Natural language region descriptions
========================
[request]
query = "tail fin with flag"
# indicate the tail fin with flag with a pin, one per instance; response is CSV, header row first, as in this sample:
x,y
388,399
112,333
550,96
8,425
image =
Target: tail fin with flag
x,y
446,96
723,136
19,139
========================
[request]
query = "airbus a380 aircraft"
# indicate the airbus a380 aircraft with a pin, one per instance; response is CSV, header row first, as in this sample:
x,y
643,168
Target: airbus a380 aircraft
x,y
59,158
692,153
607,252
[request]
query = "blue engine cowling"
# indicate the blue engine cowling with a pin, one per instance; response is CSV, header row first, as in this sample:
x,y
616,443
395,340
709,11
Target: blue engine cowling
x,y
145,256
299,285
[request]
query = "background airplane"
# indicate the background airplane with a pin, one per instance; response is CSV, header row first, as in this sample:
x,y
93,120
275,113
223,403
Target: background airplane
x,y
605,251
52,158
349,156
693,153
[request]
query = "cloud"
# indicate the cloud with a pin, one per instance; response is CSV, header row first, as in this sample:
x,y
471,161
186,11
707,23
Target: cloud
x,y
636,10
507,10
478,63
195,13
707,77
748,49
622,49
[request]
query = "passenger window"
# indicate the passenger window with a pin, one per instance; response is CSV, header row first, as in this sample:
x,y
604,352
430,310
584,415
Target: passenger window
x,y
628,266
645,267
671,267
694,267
========================
TASK DESCRIPTION: Report how many lines in this data include the string "sample", and nothing else.

OUTPUT FOR THIS EXERCISE: 6